(Recorded data)
○ ○ ○ ○ ○

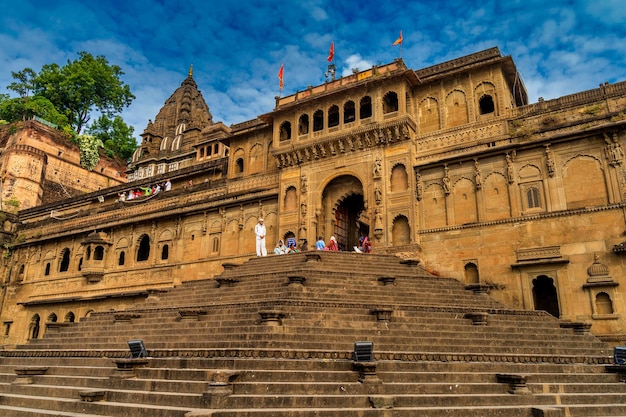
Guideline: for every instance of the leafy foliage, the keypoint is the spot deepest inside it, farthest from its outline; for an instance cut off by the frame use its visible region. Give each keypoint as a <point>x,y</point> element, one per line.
<point>116,136</point>
<point>27,107</point>
<point>89,151</point>
<point>81,86</point>
<point>68,95</point>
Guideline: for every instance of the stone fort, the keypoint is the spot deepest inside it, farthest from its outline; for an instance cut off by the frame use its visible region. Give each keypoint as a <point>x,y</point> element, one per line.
<point>447,165</point>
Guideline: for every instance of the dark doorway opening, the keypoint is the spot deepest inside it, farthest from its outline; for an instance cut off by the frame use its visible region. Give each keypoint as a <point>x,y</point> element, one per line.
<point>544,295</point>
<point>349,226</point>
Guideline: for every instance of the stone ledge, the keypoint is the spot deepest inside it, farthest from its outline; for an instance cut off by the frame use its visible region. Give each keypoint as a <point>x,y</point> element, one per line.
<point>578,327</point>
<point>517,383</point>
<point>25,374</point>
<point>92,396</point>
<point>226,282</point>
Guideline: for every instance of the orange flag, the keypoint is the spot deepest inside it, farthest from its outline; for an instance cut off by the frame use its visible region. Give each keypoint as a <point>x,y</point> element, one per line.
<point>280,75</point>
<point>398,41</point>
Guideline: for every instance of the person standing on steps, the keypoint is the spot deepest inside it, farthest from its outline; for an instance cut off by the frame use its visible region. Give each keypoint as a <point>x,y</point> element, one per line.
<point>259,231</point>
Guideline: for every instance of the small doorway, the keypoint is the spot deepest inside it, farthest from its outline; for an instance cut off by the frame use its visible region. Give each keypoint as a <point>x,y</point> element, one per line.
<point>545,296</point>
<point>348,225</point>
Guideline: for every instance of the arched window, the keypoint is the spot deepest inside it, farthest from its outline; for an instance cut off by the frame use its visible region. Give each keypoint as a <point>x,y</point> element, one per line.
<point>604,305</point>
<point>486,104</point>
<point>303,124</point>
<point>399,178</point>
<point>390,102</point>
<point>98,253</point>
<point>239,166</point>
<point>532,196</point>
<point>333,116</point>
<point>349,112</point>
<point>20,275</point>
<point>318,121</point>
<point>65,260</point>
<point>285,131</point>
<point>33,331</point>
<point>143,253</point>
<point>471,273</point>
<point>365,108</point>
<point>70,317</point>
<point>401,231</point>
<point>291,199</point>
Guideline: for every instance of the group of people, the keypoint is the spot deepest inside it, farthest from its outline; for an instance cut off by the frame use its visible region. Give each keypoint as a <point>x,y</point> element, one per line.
<point>145,191</point>
<point>364,245</point>
<point>261,250</point>
<point>332,244</point>
<point>280,249</point>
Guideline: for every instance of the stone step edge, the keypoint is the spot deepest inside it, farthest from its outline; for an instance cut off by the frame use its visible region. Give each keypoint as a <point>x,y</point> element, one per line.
<point>320,355</point>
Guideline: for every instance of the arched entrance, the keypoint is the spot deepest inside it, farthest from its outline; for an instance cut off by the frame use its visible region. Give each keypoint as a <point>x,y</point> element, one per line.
<point>349,226</point>
<point>344,212</point>
<point>544,295</point>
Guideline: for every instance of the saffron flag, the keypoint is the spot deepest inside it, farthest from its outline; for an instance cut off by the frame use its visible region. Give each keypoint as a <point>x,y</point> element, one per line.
<point>398,41</point>
<point>331,53</point>
<point>280,76</point>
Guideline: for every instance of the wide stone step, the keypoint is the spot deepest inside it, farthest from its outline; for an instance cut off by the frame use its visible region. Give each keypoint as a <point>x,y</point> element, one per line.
<point>105,408</point>
<point>9,411</point>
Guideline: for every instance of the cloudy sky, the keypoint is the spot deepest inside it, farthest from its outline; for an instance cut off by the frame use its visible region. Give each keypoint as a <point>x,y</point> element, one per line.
<point>236,47</point>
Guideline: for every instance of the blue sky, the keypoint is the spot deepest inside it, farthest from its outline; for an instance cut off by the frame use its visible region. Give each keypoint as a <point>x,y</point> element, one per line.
<point>236,47</point>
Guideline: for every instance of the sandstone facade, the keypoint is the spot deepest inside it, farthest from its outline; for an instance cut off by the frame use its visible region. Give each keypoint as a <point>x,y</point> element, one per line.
<point>448,164</point>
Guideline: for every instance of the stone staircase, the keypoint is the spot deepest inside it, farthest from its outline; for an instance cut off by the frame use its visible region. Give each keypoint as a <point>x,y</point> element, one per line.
<point>275,337</point>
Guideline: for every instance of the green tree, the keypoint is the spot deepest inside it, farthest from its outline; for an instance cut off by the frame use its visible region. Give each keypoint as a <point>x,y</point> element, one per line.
<point>80,87</point>
<point>89,151</point>
<point>115,134</point>
<point>14,109</point>
<point>25,82</point>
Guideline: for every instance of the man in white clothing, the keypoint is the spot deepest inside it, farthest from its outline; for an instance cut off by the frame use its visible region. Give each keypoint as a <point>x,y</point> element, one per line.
<point>259,231</point>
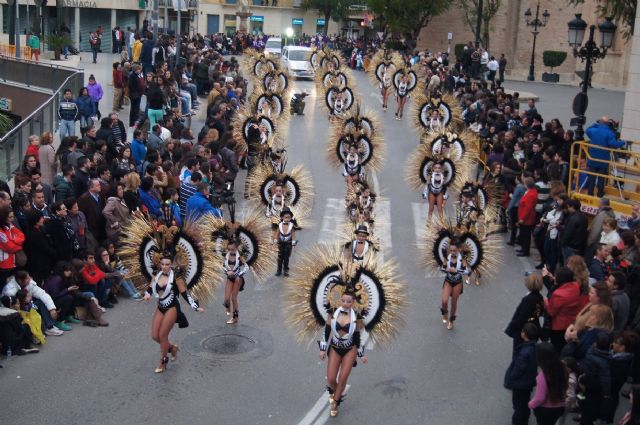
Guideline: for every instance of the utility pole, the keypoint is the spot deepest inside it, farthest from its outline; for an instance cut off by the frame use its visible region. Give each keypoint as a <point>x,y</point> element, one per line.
<point>479,23</point>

○ ○ ○ ○ ○

#### Exercise objective
The entries above need to be printed again exactly; please exclude all pictures.

#### Finished exercise
Guideline: for every instance of the leafy foliage, the keypoint is the spot deepest inside it, farthest from its outline; for an instance cut off by the frame use its visible region. Give each keypoint as a <point>x,y</point> element, one per line.
<point>116,136</point>
<point>27,107</point>
<point>89,151</point>
<point>81,86</point>
<point>68,95</point>
Guideline: for every instance of the stone fort, the keypoint is the spot deepest inside it, farthest from its outline; for an instance cut off by the frame use its visible region. Give each keypoint as a <point>x,y</point> element, one per line.
<point>447,165</point>
Guideline: for every instance of the dark doorway opening, the keypoint is the spot deepest inside it, farthest from its outline; for an instance cut off by the frame use its visible region. Give each keypoint as a <point>x,y</point> element, one per line.
<point>544,295</point>
<point>349,226</point>
Guideline: for every instance of the stone ledge, the keypoint is the spot deepest inside it, farthest from its outline; for an instance cut off by the frame use its visible region. Give each keypoint as a <point>x,y</point> element, one per line.
<point>578,327</point>
<point>517,383</point>
<point>25,374</point>
<point>92,396</point>
<point>226,282</point>
Guideline: for every instance of the orange flag, the keypoint is the spot deepest inside it, farthest from its outline; for an instance cut off by the frame use its visible region. Give each keypoint as a <point>x,y</point> element, one per line.
<point>280,75</point>
<point>398,41</point>
Guideline: for every instance of the person standing on steps, the keypoint is the spot deepest inside it, farthest from its outline; for an instance cut off by the frame use its visible region. Give each keypoint as a <point>x,y</point> element, one per line.
<point>259,231</point>
Guideline: for every instance of the small doorway, the keypoint is the spot deepest inside it, farthest from its outline; for an instance cut off by the frame use its visible region. Give each keypoint as a <point>x,y</point> element, one per line.
<point>545,296</point>
<point>348,225</point>
Guideline: for every instance of the arched window, the keypoint is the spot deepest inside it, farthest from its outline; for an instance cut off by the frame use its visible region. Give each keypoint as a <point>x,y</point> element, one per line.
<point>604,305</point>
<point>486,104</point>
<point>303,124</point>
<point>399,178</point>
<point>390,102</point>
<point>98,253</point>
<point>239,166</point>
<point>532,196</point>
<point>333,116</point>
<point>349,112</point>
<point>20,275</point>
<point>318,121</point>
<point>65,260</point>
<point>285,131</point>
<point>33,331</point>
<point>143,253</point>
<point>471,273</point>
<point>365,108</point>
<point>70,317</point>
<point>401,231</point>
<point>291,199</point>
Guideline: for every instance of the group of people, the keypoint is the spot deepest inside it, farthest from its outline; for an instance cut off by the frame use its visible region. Give each keypoint as a <point>x,y</point> element, one per line.
<point>145,191</point>
<point>364,245</point>
<point>261,250</point>
<point>332,244</point>
<point>280,249</point>
Guideline: for every instance of the stone step edge, the keypoint is the spot deepest inside it, farthest from its outline; for an instance cut off by the frame use its visible region. Give each keypoint as a <point>x,y</point> element, one per line.
<point>320,355</point>
Guideline: for every instance of the arched entrance, the keypoint is the spot deepest inside it, farthest from its outline; for an instance cut off by the frame use its visible region. Give each keypoint as a <point>x,y</point> element, one per line.
<point>349,226</point>
<point>344,212</point>
<point>544,295</point>
Guideline: for every instance of the saffron flag, the keypoint is the spot deepest inside it, farthest from its outline; for an instance cut off by the frame use its visible region. Give each keypoint as a <point>x,y</point> element, one per line.
<point>398,41</point>
<point>331,53</point>
<point>280,76</point>
Guideline: for every instance of the wide stone step, the keypoint is the spot deepest inside it, farthest from its outline; for an instance cut off by the frame use its visible region. Give each keypoint as a <point>x,y</point> element, one per line.
<point>105,408</point>
<point>9,411</point>
Guideline: for every instance of the cloudy sky, the keypoint is the spot deepest inside it, farthest from its outline; for an instance cut off by the frame use its visible region. Give each keypoint as a <point>x,y</point> element, one per line.
<point>236,47</point>
Guideline: for every instance of the blue sky, the keypoint is the spot deepest inside it, farthest from its outline; for an instance cut off by the frame use its visible region. Give each keypoint as a <point>x,y</point> element, one per line.
<point>236,47</point>
Guideline: for every instance of the sandstone facade, the keypoint is the spot deepest inside it, farthest from its outline; for an instance cut off by the frame use its visible region. Give each keypoint as a <point>x,y</point> element, one per line.
<point>448,164</point>
Guideline: for every instance of the stone staircase, the keypoint is the spot deepest inside it, farthest from its outline; for an instance cut off by the frame use its visible region. Give each keypoint as a <point>x,y</point> element, one per line.
<point>275,337</point>
Guideline: for every instance of the green tree, the keypoint is the spot deepest inside it, farthest from its outline; for an instance cut off by the frame use its visible region. Give each keypoint as a <point>x,y</point> element, one per line.
<point>80,87</point>
<point>89,151</point>
<point>115,134</point>
<point>14,109</point>
<point>25,82</point>
Guideline: for every instance of the man in white clothing, the keypoint is the spot deepest inside it, farthest from its outline; for an instance cut off by the frame use its visible region. Give each keypoint as a <point>x,y</point> element, one per line.
<point>259,231</point>
Guideline: for every instance of the utility pole, the keypoint is the spot deepest inside it, farthest from its outline; for an instance cut off by the frame use its visible region. Give each keypoint as a <point>x,y</point> element, one per line.
<point>479,23</point>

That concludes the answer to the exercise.